*The task:* Scan the entries for lines with the word "positive" and copy those lines.

※

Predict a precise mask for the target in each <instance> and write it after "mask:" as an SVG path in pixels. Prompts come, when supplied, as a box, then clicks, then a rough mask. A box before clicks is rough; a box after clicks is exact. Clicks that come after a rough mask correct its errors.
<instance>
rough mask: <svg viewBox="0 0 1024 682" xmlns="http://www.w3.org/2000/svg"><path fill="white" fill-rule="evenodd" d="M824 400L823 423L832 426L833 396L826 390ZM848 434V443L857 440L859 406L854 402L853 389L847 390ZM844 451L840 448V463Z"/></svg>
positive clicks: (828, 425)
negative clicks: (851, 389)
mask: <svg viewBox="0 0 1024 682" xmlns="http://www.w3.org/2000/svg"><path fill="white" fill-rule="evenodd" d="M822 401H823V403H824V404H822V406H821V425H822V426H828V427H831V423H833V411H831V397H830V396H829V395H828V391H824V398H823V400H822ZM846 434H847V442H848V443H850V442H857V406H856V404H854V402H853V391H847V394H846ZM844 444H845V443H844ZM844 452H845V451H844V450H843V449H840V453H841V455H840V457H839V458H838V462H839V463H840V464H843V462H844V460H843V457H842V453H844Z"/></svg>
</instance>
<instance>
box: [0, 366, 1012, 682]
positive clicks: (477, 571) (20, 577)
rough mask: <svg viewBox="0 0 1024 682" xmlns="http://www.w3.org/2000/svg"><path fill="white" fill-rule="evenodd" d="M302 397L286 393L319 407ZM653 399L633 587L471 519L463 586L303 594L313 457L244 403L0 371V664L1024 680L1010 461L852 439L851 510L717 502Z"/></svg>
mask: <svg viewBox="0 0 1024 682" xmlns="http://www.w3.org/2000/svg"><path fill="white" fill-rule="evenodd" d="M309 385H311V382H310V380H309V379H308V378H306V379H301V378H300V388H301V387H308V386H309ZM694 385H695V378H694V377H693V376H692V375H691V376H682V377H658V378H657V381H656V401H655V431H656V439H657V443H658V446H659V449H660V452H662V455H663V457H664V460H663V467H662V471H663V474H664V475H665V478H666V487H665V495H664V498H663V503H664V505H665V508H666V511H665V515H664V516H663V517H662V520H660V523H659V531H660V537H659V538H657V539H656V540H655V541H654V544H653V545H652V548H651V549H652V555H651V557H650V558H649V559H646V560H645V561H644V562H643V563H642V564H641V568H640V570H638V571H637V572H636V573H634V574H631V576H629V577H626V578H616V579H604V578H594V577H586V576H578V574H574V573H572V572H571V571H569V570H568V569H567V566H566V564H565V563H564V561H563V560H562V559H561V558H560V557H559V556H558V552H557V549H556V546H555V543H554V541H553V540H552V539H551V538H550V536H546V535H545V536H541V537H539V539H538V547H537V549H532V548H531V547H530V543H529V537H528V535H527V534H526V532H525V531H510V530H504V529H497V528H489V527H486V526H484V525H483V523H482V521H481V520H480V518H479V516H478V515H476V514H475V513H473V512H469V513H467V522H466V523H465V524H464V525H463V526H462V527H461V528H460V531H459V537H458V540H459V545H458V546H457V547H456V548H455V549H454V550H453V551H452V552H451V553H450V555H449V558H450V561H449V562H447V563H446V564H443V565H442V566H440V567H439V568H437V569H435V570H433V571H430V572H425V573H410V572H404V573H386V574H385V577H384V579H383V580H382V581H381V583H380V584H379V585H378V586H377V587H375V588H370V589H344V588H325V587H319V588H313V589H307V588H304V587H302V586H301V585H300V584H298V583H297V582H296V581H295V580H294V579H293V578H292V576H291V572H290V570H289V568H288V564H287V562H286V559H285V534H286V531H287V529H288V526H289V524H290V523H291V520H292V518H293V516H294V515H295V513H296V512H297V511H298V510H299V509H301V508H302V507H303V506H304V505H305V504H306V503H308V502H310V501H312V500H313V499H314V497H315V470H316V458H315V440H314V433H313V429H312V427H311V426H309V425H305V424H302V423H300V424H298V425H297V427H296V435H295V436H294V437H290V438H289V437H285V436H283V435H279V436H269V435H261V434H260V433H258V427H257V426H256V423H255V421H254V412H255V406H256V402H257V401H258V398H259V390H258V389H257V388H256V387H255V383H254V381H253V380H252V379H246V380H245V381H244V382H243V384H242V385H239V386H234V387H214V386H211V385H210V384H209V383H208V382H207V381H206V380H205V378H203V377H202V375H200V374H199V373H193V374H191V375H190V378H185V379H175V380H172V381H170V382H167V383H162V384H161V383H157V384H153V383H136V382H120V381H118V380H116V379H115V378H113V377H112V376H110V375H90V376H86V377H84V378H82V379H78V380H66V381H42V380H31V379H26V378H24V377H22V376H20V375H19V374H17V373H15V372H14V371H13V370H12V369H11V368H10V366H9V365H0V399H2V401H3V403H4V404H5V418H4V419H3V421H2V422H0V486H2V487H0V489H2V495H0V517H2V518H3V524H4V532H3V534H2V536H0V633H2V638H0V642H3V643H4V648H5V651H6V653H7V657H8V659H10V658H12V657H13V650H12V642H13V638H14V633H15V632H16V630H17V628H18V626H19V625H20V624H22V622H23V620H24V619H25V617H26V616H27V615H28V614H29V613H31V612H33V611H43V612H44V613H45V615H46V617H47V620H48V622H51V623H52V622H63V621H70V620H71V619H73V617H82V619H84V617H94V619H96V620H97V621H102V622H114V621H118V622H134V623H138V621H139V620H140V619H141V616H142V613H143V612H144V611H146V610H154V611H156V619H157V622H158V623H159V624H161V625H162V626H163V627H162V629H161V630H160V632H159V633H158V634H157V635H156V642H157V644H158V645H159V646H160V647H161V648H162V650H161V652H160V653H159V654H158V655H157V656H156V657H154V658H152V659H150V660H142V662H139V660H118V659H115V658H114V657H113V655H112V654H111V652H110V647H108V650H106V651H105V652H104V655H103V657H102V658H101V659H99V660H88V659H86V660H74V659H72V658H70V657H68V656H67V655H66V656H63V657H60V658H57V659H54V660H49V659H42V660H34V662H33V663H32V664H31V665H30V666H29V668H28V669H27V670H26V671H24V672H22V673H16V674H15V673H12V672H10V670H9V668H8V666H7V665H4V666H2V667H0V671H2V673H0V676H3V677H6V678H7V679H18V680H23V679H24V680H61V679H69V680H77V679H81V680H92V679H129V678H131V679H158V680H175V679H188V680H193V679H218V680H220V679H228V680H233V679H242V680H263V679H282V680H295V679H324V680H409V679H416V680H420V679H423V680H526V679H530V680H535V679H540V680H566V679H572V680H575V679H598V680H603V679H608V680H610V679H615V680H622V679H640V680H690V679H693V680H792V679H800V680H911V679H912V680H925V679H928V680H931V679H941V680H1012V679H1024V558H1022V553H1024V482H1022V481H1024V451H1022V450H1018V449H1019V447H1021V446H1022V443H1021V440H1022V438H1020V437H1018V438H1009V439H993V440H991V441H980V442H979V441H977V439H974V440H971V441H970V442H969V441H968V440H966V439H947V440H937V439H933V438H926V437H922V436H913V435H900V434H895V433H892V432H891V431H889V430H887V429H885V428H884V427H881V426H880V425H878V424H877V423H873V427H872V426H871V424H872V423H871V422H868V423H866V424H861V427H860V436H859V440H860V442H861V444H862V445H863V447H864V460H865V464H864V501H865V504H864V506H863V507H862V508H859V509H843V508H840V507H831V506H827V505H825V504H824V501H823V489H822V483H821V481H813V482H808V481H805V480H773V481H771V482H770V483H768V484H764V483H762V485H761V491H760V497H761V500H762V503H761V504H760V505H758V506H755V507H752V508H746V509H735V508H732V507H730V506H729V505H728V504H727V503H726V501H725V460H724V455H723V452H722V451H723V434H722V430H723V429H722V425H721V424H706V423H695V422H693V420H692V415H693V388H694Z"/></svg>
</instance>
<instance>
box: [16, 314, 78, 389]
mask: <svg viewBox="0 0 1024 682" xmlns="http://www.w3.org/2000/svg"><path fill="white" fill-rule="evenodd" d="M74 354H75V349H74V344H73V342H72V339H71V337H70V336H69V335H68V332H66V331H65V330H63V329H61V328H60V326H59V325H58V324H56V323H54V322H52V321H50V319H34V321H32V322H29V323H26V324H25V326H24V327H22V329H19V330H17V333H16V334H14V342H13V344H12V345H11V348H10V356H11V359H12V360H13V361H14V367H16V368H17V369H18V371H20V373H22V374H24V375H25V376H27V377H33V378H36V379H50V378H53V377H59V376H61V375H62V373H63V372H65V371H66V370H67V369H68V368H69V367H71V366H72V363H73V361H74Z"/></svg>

※

*Answer space:*
positive clicks: (828, 425)
positive clicks: (477, 571) (20, 577)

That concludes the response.